Records for the task:
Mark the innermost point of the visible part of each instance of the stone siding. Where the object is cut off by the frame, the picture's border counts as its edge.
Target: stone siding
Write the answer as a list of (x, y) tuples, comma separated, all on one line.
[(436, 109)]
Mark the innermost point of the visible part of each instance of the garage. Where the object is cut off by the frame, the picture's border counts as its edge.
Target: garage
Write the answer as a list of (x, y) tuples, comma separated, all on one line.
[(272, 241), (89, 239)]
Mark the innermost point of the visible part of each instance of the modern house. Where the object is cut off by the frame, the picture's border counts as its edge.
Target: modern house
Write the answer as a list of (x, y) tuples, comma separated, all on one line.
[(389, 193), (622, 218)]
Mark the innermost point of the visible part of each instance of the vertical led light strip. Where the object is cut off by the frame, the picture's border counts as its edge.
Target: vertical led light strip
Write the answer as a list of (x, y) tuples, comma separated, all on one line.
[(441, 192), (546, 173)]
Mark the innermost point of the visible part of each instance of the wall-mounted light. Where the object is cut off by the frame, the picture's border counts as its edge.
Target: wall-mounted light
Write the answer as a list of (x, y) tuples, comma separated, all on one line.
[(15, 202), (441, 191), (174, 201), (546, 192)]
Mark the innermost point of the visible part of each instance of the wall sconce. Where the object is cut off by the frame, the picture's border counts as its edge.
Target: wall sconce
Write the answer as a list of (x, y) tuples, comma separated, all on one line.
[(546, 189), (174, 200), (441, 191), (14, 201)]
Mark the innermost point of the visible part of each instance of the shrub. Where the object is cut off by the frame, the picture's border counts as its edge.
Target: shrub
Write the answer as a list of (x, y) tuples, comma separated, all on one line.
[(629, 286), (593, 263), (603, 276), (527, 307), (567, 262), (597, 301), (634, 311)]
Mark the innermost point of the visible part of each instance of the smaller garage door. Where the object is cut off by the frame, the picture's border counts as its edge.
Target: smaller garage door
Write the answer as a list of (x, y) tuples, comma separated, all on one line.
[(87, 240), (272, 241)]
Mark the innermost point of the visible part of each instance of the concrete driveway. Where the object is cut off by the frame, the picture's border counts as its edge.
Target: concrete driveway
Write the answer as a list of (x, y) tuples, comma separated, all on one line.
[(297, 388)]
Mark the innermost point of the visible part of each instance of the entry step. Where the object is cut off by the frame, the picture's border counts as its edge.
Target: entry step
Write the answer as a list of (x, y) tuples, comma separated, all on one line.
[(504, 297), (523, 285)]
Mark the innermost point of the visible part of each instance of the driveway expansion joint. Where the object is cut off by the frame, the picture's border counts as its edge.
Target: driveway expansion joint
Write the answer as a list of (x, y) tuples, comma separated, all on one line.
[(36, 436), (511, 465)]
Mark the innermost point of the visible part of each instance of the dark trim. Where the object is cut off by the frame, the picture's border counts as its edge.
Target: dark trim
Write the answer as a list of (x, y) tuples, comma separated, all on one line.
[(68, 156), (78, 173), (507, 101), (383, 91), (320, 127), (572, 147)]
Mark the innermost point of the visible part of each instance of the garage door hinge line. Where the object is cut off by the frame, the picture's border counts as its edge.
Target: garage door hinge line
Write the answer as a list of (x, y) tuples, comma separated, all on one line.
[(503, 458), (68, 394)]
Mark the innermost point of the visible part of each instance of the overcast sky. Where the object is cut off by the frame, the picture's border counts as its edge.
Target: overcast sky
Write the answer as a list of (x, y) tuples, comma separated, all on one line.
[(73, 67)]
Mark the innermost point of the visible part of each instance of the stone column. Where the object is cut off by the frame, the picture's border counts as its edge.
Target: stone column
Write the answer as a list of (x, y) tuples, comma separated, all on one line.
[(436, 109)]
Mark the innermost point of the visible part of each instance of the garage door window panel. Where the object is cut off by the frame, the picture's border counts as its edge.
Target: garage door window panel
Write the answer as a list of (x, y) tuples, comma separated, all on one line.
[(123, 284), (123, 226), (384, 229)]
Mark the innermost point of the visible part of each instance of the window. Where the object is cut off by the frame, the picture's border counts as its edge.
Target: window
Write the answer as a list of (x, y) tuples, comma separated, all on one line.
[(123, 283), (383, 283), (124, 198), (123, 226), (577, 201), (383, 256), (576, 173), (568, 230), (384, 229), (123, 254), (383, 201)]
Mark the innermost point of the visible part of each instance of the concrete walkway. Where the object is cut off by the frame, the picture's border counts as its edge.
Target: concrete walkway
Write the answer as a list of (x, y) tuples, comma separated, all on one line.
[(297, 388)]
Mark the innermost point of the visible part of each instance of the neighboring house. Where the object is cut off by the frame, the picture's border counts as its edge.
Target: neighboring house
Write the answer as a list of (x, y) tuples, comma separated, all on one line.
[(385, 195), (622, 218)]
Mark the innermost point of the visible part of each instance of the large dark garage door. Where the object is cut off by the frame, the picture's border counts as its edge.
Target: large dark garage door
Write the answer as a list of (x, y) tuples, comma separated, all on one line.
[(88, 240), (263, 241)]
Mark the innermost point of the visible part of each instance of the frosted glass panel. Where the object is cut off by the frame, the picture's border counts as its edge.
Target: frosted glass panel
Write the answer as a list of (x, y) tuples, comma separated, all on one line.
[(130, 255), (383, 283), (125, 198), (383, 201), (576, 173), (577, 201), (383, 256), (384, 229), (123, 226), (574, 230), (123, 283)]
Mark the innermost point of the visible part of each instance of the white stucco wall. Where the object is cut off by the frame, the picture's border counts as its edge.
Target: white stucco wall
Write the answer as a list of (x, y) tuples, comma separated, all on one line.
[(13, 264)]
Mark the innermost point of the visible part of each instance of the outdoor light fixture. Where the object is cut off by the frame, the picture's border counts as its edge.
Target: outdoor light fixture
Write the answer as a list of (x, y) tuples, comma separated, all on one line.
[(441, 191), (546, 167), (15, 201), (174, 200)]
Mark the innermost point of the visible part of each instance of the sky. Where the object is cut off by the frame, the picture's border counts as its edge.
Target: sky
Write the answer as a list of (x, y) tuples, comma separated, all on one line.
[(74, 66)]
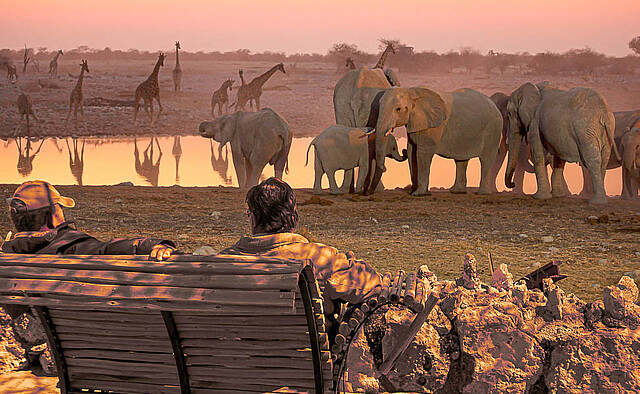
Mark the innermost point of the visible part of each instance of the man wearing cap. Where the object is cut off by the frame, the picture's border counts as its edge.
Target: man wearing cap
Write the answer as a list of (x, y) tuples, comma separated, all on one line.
[(36, 213)]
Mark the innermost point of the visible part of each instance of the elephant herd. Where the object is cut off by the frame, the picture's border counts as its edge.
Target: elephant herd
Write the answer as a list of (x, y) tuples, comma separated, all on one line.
[(533, 127)]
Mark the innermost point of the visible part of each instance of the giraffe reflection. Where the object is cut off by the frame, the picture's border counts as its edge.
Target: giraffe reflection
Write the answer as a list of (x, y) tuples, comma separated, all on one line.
[(25, 158), (220, 165), (177, 153), (76, 162), (146, 168)]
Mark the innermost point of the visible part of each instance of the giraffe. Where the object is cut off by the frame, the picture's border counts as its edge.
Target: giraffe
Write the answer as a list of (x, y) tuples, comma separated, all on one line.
[(53, 64), (76, 99), (253, 90), (11, 72), (25, 108), (146, 168), (350, 64), (76, 162), (177, 154), (148, 90), (177, 71), (385, 54), (241, 74), (221, 97)]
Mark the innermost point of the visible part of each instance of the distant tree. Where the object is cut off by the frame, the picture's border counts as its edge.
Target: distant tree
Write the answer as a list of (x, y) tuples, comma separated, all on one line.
[(470, 58), (634, 45)]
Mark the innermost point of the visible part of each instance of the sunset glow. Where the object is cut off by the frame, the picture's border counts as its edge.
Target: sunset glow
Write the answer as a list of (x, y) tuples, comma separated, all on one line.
[(312, 26)]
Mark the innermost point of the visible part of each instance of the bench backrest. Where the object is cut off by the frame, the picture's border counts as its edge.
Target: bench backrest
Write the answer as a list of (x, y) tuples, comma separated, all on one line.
[(189, 324)]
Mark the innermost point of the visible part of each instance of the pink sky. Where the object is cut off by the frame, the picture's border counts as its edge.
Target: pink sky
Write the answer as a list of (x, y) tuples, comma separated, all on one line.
[(312, 26)]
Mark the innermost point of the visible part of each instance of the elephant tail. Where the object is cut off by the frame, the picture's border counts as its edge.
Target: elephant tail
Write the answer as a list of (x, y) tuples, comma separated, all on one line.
[(610, 129)]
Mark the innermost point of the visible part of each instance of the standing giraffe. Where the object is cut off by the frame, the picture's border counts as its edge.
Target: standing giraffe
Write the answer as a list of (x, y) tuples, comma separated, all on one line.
[(148, 90), (350, 64), (221, 97), (385, 54), (53, 64), (25, 108), (177, 71), (76, 99), (11, 72), (253, 90)]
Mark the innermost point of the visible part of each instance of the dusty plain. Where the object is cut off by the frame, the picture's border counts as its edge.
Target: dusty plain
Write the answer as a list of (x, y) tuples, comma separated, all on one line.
[(391, 230)]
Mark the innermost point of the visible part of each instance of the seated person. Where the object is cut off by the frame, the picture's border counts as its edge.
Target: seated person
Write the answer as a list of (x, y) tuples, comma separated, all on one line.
[(36, 213), (273, 215)]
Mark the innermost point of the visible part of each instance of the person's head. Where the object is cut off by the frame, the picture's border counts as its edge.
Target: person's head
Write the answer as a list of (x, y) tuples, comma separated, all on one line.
[(272, 207), (36, 206)]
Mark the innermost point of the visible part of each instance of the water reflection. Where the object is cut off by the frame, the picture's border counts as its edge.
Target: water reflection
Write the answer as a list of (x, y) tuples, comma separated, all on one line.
[(220, 165), (177, 153), (146, 168), (25, 158), (76, 162), (110, 162)]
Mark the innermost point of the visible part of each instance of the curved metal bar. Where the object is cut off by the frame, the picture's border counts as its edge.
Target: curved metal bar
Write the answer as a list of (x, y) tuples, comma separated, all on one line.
[(305, 291)]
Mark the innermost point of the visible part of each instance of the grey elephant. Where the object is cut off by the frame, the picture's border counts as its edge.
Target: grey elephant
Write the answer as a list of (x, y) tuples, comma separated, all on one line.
[(626, 139), (458, 125), (256, 139), (524, 164), (341, 147), (575, 125)]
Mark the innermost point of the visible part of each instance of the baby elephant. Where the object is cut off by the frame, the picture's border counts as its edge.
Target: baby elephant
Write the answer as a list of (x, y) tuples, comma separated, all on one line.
[(344, 148)]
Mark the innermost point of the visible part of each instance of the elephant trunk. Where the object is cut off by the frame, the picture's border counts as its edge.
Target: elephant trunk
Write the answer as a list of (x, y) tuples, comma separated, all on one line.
[(514, 154)]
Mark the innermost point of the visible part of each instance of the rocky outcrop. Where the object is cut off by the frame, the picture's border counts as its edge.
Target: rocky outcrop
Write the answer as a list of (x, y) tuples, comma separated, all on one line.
[(504, 338)]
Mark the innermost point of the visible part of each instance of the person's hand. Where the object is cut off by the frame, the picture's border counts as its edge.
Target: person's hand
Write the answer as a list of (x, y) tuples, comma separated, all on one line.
[(161, 252)]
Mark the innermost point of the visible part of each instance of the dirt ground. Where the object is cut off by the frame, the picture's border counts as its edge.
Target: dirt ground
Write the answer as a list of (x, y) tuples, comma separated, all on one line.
[(303, 96)]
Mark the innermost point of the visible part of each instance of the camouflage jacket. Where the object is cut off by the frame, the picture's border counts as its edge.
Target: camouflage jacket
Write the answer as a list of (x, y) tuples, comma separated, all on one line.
[(342, 277), (67, 240)]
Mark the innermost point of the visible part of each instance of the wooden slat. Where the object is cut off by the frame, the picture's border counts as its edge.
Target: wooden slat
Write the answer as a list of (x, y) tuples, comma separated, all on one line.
[(251, 361), (78, 289), (198, 265), (59, 301), (152, 357), (248, 282), (124, 387)]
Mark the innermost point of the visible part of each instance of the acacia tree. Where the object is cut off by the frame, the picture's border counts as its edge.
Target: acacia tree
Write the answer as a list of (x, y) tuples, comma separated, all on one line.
[(634, 45)]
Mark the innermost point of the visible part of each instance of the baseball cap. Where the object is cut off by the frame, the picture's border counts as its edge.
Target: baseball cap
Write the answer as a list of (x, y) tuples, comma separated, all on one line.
[(39, 194)]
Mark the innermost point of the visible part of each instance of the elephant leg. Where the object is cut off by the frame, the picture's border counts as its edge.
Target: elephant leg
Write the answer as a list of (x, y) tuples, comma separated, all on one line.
[(557, 178), (317, 183), (460, 185), (347, 183), (333, 186), (537, 154), (239, 164), (424, 151), (587, 185), (495, 168), (592, 160)]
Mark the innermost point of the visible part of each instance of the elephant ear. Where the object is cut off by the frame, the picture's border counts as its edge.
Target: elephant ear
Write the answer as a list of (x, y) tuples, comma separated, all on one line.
[(429, 110), (527, 99)]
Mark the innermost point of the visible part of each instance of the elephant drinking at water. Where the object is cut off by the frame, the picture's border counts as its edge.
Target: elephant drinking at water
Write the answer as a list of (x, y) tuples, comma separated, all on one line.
[(343, 148), (575, 126), (458, 125), (256, 139)]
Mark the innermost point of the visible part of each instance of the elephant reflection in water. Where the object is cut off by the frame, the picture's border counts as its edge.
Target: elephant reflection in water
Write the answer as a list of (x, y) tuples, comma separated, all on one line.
[(25, 158), (146, 168), (177, 153), (220, 165), (76, 162)]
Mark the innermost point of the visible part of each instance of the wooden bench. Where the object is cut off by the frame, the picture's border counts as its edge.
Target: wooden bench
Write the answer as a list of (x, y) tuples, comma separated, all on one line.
[(192, 324)]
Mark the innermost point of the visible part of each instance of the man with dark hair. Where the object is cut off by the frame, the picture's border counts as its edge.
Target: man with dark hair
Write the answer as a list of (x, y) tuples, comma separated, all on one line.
[(36, 213), (273, 215)]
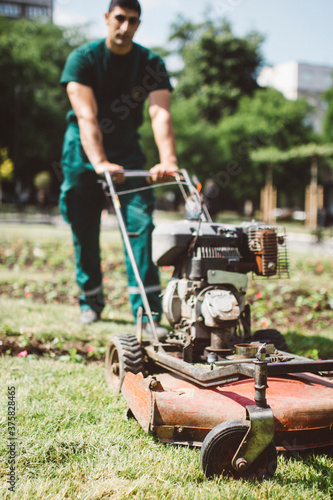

What the task requires:
Could you retype the lines starting at the one containing "door window panel." and ending at the one containing "[(385, 195), (622, 218)]", exactly as they appear?

Task answer:
Mark the innermost point of the visible part of each instance of the garage door window panel. Where the object is cut off by the frame, the picture's border counts as its edge.
Target: garage door window panel
Write the answer as a list of (x, y) tuples, comma separated, all on one line.
[(123, 284), (123, 226), (384, 229)]
Mark the innermost point of the visible part of each instance of the window. Where the object is cut off by the frame, the picture's border counts as its edge.
Target: window
Write the answer as a list of (x, y) tuples, comma separated, all on one line.
[(123, 283), (383, 283), (124, 198), (123, 226), (577, 201), (383, 256), (576, 173), (568, 230), (384, 229), (123, 254), (383, 201)]
Mark the innermost point of the visible part of each instance of the concrete walkway. Where the object is cut off by the frame, the picture's border counts as its edge.
Target: concrete walkway
Write the answer as a list of (x, y) tuples, comma separated, all on one line.
[(297, 388)]
Mark the innermost point of the visible part of each instance of the neighboring house. Where the object is cut off by the frame, the picture's border counts as its edge.
Target: neighboring house
Write the answer as a list of (x, y) tuples, comma separated, all on one line.
[(385, 195), (622, 218)]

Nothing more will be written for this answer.